◆ Task directions: Quote the lines below word for word, starting with the first line and ending with the line that contains "254 42 L 256". Include both of those lines.

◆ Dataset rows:
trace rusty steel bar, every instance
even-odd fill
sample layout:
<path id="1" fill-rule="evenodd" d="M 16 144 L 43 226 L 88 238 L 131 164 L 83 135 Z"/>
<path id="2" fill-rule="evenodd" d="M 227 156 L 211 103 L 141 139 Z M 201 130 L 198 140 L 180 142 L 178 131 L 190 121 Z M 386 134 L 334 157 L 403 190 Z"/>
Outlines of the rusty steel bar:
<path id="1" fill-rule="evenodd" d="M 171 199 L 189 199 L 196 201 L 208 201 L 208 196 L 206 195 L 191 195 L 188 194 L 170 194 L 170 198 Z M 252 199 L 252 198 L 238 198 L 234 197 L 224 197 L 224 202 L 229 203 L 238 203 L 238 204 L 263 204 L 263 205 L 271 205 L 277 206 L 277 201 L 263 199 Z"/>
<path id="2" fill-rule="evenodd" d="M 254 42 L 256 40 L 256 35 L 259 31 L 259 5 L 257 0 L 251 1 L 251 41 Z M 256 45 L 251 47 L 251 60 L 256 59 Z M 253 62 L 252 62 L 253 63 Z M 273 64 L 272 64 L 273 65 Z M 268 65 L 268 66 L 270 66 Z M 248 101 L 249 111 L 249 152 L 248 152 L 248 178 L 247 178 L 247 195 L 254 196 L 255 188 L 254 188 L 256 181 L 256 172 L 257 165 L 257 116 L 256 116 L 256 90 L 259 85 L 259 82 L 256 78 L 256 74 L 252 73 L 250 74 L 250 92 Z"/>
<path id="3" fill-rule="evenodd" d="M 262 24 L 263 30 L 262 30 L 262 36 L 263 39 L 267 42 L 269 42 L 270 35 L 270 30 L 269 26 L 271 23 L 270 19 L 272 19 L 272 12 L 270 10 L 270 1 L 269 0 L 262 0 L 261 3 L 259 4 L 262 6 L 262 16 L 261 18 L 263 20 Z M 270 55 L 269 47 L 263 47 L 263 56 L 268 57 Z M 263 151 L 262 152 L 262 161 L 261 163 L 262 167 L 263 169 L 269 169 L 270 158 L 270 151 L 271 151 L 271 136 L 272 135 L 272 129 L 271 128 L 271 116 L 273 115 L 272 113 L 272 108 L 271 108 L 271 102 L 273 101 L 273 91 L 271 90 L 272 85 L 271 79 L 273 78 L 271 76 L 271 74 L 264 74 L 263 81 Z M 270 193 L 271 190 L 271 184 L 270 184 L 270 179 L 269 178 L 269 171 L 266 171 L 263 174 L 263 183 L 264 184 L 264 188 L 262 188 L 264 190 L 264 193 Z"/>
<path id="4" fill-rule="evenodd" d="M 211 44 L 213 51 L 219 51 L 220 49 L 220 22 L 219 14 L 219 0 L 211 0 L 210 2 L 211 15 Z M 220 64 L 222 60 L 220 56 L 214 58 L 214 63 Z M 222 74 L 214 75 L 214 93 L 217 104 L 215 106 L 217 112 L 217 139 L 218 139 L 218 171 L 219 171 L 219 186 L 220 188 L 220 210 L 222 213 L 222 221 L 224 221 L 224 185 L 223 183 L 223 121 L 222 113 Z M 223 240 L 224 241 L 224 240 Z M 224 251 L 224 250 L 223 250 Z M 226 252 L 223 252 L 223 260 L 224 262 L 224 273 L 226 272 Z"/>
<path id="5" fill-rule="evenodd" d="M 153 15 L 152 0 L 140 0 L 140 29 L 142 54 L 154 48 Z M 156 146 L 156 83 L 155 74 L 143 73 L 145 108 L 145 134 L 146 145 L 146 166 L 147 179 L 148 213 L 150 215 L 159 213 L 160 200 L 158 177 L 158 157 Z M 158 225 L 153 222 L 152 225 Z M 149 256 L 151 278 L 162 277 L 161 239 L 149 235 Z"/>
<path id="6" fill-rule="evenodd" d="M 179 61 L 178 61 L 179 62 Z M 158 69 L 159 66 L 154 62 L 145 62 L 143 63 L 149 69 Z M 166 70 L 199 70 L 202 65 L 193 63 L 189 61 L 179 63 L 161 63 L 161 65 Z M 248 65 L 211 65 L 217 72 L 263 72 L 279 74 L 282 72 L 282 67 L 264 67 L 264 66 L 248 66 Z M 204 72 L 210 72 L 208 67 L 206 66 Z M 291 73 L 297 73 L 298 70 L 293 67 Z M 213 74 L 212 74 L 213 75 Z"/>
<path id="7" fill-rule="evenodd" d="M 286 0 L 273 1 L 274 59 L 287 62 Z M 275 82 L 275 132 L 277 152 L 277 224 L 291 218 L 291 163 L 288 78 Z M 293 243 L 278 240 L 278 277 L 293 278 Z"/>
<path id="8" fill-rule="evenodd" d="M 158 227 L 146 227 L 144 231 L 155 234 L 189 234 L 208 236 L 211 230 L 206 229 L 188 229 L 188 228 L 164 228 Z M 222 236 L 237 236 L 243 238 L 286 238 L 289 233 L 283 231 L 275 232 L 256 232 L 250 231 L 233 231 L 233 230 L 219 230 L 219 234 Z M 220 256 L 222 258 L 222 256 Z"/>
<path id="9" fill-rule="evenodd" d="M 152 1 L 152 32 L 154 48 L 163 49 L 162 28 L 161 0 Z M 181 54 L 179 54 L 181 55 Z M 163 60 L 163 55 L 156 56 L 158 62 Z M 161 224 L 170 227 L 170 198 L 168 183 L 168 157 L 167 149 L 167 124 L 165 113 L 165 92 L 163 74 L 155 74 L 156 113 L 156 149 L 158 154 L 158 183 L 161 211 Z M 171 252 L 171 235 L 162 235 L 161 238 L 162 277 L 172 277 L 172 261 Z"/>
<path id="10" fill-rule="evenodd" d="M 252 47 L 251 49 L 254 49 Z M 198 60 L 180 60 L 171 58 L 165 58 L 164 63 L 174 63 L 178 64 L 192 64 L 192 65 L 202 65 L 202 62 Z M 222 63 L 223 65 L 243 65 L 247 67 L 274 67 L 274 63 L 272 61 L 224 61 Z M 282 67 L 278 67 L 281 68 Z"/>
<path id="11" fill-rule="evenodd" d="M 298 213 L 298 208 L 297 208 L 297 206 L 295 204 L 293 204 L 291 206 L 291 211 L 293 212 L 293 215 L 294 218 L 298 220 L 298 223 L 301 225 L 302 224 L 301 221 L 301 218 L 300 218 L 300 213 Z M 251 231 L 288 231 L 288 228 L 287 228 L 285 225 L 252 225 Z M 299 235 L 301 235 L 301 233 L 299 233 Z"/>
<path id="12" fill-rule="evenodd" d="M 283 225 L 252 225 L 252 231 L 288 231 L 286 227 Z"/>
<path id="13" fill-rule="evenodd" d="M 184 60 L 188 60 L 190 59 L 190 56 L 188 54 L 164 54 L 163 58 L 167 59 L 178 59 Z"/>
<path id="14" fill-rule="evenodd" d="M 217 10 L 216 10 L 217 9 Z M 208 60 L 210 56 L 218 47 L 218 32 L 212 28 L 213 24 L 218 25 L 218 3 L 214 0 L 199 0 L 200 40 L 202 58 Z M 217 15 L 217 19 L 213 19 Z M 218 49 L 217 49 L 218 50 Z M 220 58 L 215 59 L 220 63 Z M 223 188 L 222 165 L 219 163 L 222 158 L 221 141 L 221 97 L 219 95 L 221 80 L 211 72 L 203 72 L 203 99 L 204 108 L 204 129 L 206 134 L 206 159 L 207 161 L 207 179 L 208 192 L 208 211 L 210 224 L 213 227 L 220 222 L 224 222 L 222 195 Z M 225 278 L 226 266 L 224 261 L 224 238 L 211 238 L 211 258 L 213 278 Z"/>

◆ Answer to this exercise:
trace rusty steel bar, every instance
even-odd fill
sample layout:
<path id="1" fill-rule="evenodd" d="M 16 144 L 43 226 L 88 238 L 131 164 L 83 135 Z"/>
<path id="2" fill-rule="evenodd" d="M 227 156 L 211 103 L 141 139 Z M 201 130 L 198 140 L 180 142 L 178 131 L 190 121 Z M 386 134 L 334 157 L 403 190 Z"/>
Outlines of the rusty steel bar:
<path id="1" fill-rule="evenodd" d="M 171 199 L 189 199 L 196 201 L 208 201 L 208 196 L 206 195 L 191 195 L 188 194 L 170 194 L 170 198 Z M 252 199 L 252 198 L 238 198 L 234 197 L 224 197 L 224 202 L 229 203 L 238 203 L 238 204 L 263 204 L 263 205 L 271 205 L 277 206 L 277 201 L 263 199 Z"/>
<path id="2" fill-rule="evenodd" d="M 254 42 L 256 40 L 256 35 L 259 31 L 259 5 L 257 0 L 251 1 L 251 41 Z M 256 45 L 251 47 L 251 60 L 256 59 Z M 253 62 L 252 62 L 253 63 Z M 273 64 L 272 64 L 273 65 Z M 268 65 L 268 66 L 270 66 Z M 248 101 L 249 111 L 249 152 L 248 152 L 248 178 L 247 178 L 247 195 L 254 196 L 255 188 L 254 188 L 256 181 L 256 172 L 257 165 L 257 116 L 256 116 L 256 90 L 259 85 L 259 82 L 256 78 L 256 74 L 252 73 L 250 74 L 250 92 Z"/>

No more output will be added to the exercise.